> Exercise task
Reproduce everything in the passage on the 1996 Wisconsin Badgers football team from "The team's statistical" down to "Jamie Vanderveldt (Media-1).".

Copper Bowl champion

Copper Bowl, W 38–10 vs. Utah
- Conference: Big Ten Conference
- Record: 8–5 (3–5 Big Ten)
- Head coach: Barry Alvarez (7th season);
- Offensive coordinator: Brad Childress^{[citation needed]} (5th season)
- Offensive scheme: Smashmouth^{[citation needed]}
- Defensive coordinator: Kevin Cosgrove^{[citation needed]} (2nd season)
- Base defense: 4–3^{[citation needed]}
- MVP: Pete Monty
- Captains: Daryl Carter; Cayetano Castro; Pete Monty; Tarek Saleh; Jamie Vanderveldt; Jerry Wunsch^{[citation needed]};
- Home stadium: Camp Randall Stadium

= 1996 Wisconsin Badgers football team =

American college football season

The 1996 Wisconsin Badgers football team was an American football team that represented the University of Wisconsin–Madison as a member of the Big Ten Conference during the 1996 NCAA Division I-A football season. In their seventh year under head coach Barry Alvarez, the Badgers compiled an 8–5 record (3–5 in conference games), finished in seventh place in the Big Ten, and outscored opponents by a total of 339 to 233. Against ranked opponents, they lost to No. 3 Penn State, No. 2 Ohio State, and No. 14 Northwestern. They concluded the season with a victory over Utah in the Copper Bowl. The Badgers were unranked in the final AP and Coaches polls.

The team's statistical leaders for all games, including bowl game, were quarterback Mike Samuel (1,752 passing yards, 58.27% completion percentage), running back Ron Dayne (2,109 rushing yards, 6.5 yards per carry, 126 points scored), wide receiver Donald Hayes (44 receptions for 629 yards), and linebacker Pete Monty (85 solo tackles, 149 total tackles. Monty won the team's most valuable player award. Defensive lineman Tarek Saleh received first-team honors from the Football News on the 1996 All-America team. Four Badgers received first-team honors from the coaches or media on the 1996 All-Big Ten Conference football team: Dayne (Coaches-1, Media-1); Saleh (Coaches-1, Media-1); Monty (Coaches-1 [tie]; Media-2); and guard Jamie Vanderveldt (Media-1).

> Raw records
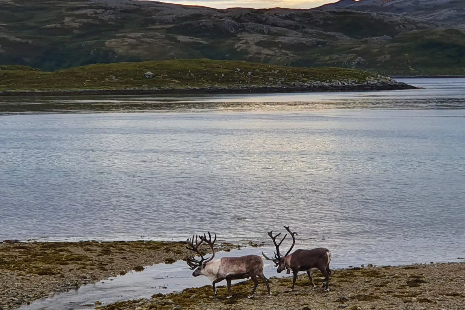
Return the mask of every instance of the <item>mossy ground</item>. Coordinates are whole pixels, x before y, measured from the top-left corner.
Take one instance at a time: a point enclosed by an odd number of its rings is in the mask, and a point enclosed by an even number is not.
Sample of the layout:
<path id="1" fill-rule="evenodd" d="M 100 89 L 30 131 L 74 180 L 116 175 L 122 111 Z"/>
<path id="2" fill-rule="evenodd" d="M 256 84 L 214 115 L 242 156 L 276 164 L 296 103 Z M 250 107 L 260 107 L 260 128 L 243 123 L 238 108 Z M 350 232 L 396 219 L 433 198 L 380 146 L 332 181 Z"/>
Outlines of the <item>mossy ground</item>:
<path id="1" fill-rule="evenodd" d="M 331 292 L 319 288 L 322 278 L 313 278 L 319 289 L 312 290 L 306 275 L 298 279 L 289 291 L 290 277 L 270 279 L 273 297 L 266 296 L 260 283 L 252 300 L 246 297 L 253 283 L 249 280 L 232 287 L 233 297 L 217 286 L 215 298 L 210 285 L 180 293 L 157 294 L 150 299 L 127 301 L 102 306 L 104 310 L 143 309 L 463 309 L 465 300 L 465 263 L 432 264 L 412 266 L 370 267 L 333 270 Z M 412 308 L 413 307 L 413 308 Z M 182 307 L 182 308 L 181 308 Z"/>
<path id="2" fill-rule="evenodd" d="M 309 81 L 365 81 L 377 76 L 353 69 L 293 67 L 206 59 L 99 64 L 52 72 L 11 67 L 11 69 L 0 70 L 0 90 L 272 86 Z M 147 78 L 144 74 L 148 71 L 155 76 Z"/>
<path id="3" fill-rule="evenodd" d="M 0 243 L 0 309 L 30 303 L 54 294 L 57 288 L 67 290 L 144 266 L 171 263 L 185 257 L 189 252 L 186 246 L 143 241 Z M 209 249 L 202 246 L 203 252 Z"/>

> Answer in full
The team's statistical leaders for all games, including bowl game, were quarterback Mike Samuel (1,752 passing yards, 58.27% completion percentage), running back Ron Dayne (2,109 rushing yards, 6.5 yards per carry, 126 points scored), wide receiver Donald Hayes (44 receptions for 629 yards), and linebacker Pete Monty (85 solo tackles, 149 total tackles. Monty won the team's most valuable player award. Defensive lineman Tarek Saleh received first-team honors from the Football News on the 1996 All-America team. Four Badgers received first-team honors from the coaches or media on the 1996 All-Big Ten Conference football team: Dayne (Coaches-1, Media-1); Saleh (Coaches-1, Media-1); Monty (Coaches-1 [tie]; Media-2); and guard Jamie Vanderveldt (Media-1).